> Task directions: Produce an exact copy of the lines below, starting at the first and ending with the line containing "target | short sleeve".

> Stored entries:
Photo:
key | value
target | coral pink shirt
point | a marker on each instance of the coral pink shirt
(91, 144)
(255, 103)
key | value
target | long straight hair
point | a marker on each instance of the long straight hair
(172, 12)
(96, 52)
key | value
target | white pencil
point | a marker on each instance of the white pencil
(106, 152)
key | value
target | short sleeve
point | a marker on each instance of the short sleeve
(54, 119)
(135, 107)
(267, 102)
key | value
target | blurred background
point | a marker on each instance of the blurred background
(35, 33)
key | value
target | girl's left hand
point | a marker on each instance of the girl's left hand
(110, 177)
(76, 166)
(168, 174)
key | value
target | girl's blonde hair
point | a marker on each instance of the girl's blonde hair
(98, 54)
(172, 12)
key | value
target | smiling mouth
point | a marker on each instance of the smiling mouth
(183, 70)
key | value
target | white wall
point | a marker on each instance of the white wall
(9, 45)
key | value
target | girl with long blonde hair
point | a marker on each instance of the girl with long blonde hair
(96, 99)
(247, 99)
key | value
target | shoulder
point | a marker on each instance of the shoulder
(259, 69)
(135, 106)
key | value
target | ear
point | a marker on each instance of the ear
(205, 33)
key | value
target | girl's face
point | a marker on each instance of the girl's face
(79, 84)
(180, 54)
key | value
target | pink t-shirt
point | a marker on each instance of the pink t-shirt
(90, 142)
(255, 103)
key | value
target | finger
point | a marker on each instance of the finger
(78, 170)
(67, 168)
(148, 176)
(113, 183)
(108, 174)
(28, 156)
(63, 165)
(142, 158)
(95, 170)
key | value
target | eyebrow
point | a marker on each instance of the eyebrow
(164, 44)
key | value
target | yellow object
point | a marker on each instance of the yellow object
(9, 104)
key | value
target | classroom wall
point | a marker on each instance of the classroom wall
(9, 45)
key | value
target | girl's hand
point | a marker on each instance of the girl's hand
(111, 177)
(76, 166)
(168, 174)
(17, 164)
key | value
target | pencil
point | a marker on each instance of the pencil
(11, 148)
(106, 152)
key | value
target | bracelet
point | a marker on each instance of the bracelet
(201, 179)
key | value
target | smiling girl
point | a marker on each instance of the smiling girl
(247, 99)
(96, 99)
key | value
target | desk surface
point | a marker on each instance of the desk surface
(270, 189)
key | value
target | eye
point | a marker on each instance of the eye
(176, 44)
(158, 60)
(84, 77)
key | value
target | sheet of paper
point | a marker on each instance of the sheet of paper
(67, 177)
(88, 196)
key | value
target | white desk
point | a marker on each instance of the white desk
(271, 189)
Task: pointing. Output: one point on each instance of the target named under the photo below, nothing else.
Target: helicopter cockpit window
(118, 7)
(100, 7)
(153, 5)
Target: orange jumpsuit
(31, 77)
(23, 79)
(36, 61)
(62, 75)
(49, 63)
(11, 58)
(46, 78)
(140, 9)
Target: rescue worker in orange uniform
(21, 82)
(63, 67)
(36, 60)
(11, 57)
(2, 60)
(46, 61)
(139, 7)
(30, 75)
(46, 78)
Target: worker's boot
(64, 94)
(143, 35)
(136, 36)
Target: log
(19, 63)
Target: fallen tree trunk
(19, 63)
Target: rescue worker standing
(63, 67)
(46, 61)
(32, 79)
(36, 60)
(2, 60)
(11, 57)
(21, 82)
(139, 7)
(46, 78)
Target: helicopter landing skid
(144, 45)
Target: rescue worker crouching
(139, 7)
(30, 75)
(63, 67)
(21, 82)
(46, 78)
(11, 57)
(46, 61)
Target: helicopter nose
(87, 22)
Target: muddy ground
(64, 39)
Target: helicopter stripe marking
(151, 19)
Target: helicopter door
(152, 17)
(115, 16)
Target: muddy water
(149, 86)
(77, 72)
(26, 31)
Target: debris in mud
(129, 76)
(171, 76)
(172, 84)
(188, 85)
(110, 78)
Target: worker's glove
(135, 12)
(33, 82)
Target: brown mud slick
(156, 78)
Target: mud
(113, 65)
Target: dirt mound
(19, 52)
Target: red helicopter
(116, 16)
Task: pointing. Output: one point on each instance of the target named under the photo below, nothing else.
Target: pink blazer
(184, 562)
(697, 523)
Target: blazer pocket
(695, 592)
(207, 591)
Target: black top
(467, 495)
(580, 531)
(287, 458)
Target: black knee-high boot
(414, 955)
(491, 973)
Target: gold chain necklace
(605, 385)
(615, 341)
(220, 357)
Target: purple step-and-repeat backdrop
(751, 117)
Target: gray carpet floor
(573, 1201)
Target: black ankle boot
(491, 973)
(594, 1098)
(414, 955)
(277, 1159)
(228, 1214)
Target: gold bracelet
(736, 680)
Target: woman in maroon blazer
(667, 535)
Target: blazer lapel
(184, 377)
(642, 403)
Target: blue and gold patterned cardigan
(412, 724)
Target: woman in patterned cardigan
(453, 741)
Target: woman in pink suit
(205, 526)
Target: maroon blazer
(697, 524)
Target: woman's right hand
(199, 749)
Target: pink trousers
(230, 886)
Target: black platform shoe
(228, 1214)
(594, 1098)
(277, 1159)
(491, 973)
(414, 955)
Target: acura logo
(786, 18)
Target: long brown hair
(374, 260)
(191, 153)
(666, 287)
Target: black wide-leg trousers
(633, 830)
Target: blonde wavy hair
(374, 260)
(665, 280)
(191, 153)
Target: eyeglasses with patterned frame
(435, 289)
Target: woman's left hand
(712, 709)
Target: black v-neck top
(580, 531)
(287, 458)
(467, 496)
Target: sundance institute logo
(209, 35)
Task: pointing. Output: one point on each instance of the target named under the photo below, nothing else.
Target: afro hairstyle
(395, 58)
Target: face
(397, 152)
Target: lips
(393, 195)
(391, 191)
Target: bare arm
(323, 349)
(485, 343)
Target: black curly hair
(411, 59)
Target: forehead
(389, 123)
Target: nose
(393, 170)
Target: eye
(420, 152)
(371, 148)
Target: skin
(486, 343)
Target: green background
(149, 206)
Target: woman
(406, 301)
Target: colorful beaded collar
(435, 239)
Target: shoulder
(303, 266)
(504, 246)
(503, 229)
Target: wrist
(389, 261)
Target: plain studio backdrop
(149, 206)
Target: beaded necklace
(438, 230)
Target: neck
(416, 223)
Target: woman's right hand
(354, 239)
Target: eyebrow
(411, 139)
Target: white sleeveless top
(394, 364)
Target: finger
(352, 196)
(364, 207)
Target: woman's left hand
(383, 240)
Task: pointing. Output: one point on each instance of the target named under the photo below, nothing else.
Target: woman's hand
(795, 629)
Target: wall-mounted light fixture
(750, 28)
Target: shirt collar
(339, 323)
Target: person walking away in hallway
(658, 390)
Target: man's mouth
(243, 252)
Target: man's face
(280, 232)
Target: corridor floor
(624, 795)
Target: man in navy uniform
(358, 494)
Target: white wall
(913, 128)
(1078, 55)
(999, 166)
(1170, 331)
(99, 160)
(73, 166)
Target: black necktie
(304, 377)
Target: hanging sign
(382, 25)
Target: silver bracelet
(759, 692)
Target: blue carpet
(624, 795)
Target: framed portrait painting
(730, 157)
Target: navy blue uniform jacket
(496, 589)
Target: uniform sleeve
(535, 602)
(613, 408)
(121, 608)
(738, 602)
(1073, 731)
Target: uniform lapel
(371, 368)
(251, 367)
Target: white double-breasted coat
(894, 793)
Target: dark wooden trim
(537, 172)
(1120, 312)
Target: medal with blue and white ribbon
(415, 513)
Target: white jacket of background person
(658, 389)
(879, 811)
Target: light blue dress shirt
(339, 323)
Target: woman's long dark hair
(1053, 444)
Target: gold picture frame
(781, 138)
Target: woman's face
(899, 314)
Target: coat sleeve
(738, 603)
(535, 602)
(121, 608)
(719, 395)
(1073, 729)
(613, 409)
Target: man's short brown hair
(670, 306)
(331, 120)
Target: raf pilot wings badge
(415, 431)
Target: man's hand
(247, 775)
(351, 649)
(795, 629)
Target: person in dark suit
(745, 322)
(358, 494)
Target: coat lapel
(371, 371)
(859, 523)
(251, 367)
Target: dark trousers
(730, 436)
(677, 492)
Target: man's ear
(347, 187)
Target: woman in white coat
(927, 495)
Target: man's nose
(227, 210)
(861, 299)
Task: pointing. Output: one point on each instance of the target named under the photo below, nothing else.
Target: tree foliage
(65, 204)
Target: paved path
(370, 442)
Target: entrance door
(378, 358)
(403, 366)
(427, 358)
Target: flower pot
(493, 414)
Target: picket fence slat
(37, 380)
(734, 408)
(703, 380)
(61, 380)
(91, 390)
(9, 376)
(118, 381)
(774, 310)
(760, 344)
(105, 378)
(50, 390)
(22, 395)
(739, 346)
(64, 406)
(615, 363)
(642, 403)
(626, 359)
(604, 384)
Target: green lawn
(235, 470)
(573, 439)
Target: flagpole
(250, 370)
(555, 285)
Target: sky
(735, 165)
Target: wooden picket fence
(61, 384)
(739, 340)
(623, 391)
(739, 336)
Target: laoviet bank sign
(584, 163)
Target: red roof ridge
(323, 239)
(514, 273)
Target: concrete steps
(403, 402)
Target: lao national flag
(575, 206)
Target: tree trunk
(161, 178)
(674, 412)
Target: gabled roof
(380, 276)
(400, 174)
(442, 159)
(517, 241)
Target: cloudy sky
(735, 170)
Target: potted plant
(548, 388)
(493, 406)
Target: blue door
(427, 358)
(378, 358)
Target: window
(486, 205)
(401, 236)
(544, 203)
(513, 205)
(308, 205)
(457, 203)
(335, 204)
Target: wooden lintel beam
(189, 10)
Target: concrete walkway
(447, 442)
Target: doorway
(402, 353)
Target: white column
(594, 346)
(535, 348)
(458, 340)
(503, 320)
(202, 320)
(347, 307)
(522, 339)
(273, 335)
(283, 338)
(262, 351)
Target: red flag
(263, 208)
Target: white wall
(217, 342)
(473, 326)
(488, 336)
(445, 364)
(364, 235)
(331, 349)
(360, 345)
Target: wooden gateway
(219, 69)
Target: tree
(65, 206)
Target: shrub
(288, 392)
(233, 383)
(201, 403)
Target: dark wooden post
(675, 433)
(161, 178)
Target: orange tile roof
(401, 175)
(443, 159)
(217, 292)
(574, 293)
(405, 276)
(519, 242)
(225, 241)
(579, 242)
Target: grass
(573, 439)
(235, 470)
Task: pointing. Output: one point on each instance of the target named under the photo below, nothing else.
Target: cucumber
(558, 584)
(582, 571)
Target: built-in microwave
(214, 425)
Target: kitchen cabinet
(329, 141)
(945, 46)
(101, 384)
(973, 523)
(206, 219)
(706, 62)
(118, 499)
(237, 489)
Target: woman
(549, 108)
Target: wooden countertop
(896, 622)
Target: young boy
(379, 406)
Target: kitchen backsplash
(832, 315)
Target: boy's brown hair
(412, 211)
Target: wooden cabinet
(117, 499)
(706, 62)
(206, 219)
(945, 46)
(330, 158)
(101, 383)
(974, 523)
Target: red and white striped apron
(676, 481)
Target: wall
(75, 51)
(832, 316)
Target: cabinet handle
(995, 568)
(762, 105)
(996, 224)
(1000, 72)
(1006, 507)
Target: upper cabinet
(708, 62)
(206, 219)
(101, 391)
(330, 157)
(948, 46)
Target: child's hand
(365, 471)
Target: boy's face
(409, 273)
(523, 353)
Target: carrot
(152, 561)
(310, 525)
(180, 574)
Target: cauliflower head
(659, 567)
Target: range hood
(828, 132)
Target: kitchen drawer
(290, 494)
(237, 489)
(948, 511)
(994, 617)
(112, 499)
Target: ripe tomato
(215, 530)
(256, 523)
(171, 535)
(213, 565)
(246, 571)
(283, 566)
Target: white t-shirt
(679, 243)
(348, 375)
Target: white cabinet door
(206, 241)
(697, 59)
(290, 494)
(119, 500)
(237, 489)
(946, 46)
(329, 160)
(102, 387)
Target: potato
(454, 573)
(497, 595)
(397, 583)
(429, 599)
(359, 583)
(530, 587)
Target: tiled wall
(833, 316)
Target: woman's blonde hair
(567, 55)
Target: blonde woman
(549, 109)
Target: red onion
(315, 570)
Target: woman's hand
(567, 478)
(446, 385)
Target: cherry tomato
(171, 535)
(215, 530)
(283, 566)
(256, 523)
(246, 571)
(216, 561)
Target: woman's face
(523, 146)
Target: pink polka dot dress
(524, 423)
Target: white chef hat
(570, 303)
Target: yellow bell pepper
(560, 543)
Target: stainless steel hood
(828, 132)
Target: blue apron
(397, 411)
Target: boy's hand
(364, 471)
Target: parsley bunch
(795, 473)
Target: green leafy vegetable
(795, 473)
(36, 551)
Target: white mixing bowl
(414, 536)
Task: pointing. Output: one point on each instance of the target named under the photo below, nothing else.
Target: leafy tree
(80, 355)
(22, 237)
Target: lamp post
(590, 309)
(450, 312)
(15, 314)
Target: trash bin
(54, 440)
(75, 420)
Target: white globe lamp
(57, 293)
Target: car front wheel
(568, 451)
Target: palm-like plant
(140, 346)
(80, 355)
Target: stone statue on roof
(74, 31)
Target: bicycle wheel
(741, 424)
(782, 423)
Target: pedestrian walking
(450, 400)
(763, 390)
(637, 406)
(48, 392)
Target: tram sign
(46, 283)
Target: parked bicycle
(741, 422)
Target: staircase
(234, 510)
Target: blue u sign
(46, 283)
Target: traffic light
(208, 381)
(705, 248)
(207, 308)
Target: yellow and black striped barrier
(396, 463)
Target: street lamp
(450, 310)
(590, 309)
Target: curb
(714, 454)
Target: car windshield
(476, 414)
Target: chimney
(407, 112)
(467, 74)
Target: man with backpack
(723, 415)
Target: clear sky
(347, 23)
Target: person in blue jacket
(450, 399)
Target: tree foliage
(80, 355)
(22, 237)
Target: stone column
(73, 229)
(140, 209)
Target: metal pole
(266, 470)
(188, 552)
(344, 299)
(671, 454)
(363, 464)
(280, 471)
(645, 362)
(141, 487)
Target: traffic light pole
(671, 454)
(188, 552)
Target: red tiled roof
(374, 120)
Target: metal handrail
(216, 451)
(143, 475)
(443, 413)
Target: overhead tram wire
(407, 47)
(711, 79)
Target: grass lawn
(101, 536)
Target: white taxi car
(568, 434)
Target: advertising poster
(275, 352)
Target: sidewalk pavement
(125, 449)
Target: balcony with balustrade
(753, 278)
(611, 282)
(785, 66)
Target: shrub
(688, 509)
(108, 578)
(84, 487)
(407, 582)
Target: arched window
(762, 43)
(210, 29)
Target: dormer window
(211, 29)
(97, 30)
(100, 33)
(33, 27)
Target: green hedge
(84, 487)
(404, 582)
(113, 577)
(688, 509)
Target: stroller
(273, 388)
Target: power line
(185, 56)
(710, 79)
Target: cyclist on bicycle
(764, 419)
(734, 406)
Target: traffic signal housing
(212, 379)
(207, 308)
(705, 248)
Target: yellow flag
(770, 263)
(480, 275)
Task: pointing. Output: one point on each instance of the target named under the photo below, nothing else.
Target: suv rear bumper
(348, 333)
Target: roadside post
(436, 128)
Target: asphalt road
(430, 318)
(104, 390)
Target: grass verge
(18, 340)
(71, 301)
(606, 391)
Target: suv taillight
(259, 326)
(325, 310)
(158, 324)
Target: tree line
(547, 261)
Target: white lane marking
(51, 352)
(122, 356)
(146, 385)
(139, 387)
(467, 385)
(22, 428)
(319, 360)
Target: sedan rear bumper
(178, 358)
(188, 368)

> Written response:
Photo:
key | value
target | coral pink shirt
point | a marker on each instance of the coral pink shirt
(91, 144)
(255, 103)
key | value
target | long straight hair
point | a marker on each instance of the long straight hair
(172, 12)
(96, 52)
key | value
target | white pencil
point | a marker on each instance of the white pencil
(106, 152)
key | value
target | short sleeve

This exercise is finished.